Extracted data entries
------------------------------------------------------------------------

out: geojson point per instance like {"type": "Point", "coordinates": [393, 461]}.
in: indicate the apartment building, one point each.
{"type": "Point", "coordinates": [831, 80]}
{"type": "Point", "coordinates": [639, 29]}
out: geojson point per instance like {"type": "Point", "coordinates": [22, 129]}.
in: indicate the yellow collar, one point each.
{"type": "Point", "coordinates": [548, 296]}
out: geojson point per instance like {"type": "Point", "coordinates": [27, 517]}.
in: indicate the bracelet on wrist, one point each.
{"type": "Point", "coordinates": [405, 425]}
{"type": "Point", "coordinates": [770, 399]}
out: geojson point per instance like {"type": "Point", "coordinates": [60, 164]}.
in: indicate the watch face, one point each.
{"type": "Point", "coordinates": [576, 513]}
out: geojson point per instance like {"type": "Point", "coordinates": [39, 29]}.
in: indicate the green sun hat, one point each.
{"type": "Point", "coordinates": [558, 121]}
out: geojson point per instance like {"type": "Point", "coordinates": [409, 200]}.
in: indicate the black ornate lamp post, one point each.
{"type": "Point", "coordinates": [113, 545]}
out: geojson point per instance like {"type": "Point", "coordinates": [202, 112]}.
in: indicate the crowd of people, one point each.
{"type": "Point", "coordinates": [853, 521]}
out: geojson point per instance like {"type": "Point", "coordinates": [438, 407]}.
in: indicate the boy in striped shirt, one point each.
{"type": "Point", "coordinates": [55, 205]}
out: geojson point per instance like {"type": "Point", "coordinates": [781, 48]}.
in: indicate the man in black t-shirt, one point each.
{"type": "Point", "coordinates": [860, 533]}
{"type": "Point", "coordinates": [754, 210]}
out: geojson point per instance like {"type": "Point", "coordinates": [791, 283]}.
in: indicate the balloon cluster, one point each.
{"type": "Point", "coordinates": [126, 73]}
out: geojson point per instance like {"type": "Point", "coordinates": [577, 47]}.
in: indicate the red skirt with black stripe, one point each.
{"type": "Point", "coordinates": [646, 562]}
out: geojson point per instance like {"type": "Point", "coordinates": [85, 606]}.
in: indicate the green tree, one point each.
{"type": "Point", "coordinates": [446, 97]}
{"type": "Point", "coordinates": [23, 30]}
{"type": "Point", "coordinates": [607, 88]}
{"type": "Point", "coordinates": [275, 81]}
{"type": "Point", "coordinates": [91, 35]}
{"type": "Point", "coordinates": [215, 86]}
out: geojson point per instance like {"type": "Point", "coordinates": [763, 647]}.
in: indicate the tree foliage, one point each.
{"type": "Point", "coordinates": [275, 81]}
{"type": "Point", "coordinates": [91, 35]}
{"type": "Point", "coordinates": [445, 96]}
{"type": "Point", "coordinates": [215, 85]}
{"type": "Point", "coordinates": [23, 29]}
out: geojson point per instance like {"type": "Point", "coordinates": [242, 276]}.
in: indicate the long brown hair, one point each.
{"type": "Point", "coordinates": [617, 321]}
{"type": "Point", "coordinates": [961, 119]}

------------------------------------------------------------------------

# TRY IT
Your answer must consist only of the lines from the one with "in: indicate the tree" through the final line of the entries, each retyped exactly.

# OUTPUT
in: indicate the tree foliage, one point each.
{"type": "Point", "coordinates": [275, 81]}
{"type": "Point", "coordinates": [91, 35]}
{"type": "Point", "coordinates": [445, 96]}
{"type": "Point", "coordinates": [215, 85]}
{"type": "Point", "coordinates": [23, 29]}
out: geojson point per instance like {"type": "Point", "coordinates": [242, 276]}.
in: indicate the long brown hair, one point each.
{"type": "Point", "coordinates": [617, 321]}
{"type": "Point", "coordinates": [961, 119]}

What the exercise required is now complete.